Dataset entries:

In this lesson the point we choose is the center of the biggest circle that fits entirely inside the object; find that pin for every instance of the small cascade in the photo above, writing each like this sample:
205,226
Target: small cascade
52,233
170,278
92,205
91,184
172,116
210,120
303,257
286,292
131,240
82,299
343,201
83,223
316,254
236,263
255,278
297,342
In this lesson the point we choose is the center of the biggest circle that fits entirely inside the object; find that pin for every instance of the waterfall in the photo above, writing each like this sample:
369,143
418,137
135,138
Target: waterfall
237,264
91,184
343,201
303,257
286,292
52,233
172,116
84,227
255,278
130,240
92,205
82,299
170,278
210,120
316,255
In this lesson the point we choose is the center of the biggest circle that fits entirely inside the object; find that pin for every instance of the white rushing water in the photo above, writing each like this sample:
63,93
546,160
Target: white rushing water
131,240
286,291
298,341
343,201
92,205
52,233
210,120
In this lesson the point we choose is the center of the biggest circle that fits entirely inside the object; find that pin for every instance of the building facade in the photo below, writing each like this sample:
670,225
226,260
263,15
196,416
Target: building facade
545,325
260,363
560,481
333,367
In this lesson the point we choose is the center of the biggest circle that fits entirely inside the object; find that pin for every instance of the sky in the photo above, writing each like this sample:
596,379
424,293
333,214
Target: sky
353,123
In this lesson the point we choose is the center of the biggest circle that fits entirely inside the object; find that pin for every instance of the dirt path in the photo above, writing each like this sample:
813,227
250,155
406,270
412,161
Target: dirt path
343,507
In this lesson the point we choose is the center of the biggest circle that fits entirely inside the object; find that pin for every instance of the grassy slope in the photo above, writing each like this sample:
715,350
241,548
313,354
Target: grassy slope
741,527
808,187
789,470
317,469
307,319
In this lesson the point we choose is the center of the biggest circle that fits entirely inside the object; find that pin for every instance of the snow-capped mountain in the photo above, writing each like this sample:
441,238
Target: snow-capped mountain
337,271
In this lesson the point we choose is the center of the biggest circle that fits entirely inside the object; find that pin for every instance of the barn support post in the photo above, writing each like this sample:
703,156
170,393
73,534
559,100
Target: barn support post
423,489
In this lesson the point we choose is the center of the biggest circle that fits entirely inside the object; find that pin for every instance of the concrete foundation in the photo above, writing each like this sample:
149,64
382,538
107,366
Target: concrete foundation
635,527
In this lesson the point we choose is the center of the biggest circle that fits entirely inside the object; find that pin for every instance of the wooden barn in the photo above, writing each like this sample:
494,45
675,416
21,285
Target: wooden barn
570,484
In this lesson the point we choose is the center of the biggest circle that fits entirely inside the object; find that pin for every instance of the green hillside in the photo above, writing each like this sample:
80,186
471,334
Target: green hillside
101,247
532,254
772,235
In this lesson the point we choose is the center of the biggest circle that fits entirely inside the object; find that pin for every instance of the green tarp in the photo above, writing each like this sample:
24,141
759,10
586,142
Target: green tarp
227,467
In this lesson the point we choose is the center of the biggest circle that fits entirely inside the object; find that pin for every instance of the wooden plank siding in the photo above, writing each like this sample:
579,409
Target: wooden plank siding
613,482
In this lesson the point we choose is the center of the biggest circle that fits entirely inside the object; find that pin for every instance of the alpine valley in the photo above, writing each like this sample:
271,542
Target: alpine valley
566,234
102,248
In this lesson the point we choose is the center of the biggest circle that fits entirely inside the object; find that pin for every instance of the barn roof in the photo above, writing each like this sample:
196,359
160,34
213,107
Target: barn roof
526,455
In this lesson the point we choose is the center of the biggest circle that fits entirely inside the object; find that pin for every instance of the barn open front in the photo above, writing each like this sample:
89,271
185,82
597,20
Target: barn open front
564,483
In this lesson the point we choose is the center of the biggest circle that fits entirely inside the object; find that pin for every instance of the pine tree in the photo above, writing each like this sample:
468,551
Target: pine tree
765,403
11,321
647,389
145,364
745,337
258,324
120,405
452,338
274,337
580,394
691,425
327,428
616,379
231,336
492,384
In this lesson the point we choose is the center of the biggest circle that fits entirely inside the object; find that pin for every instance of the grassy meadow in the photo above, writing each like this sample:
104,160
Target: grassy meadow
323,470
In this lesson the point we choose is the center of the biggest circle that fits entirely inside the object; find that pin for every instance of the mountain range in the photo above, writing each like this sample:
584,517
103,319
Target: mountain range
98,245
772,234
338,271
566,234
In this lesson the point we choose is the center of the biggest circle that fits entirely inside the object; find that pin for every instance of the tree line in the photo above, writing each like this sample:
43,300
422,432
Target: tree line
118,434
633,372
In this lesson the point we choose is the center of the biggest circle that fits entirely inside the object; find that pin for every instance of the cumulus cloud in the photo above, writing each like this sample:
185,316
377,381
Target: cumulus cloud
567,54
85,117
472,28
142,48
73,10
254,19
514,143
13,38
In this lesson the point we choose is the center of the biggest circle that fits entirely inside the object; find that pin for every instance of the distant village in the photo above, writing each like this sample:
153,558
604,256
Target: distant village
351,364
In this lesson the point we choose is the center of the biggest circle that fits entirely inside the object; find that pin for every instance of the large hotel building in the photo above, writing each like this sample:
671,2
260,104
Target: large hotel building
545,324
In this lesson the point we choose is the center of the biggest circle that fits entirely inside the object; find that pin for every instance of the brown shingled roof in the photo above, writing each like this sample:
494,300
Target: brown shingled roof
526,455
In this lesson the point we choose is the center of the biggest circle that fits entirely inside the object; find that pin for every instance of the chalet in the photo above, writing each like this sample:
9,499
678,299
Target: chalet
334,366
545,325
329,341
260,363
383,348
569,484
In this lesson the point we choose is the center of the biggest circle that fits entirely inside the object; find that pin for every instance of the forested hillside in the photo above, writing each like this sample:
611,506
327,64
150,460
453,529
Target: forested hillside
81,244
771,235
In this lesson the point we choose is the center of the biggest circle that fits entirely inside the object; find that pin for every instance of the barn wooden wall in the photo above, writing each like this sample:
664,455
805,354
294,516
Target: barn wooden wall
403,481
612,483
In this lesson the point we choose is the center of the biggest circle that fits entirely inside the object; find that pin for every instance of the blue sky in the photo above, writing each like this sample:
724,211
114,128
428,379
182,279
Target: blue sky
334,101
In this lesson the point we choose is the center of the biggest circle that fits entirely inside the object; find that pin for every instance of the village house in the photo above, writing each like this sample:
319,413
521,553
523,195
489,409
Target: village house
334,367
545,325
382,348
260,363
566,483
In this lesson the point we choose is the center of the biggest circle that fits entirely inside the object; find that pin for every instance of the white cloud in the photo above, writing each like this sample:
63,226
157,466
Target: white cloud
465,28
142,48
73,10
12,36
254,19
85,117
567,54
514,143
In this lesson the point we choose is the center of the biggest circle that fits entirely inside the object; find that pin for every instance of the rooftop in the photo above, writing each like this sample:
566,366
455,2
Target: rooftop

Description of the task:
All lines of the listing that contain the word "rooftop" should be copied out.

Answer:
In this lesson the point we choose is the center of the biggest circle that fits entirely inside the object; find that pin for every instance of the rooftop in the photo above, writing each like this sample:
Target: rooftop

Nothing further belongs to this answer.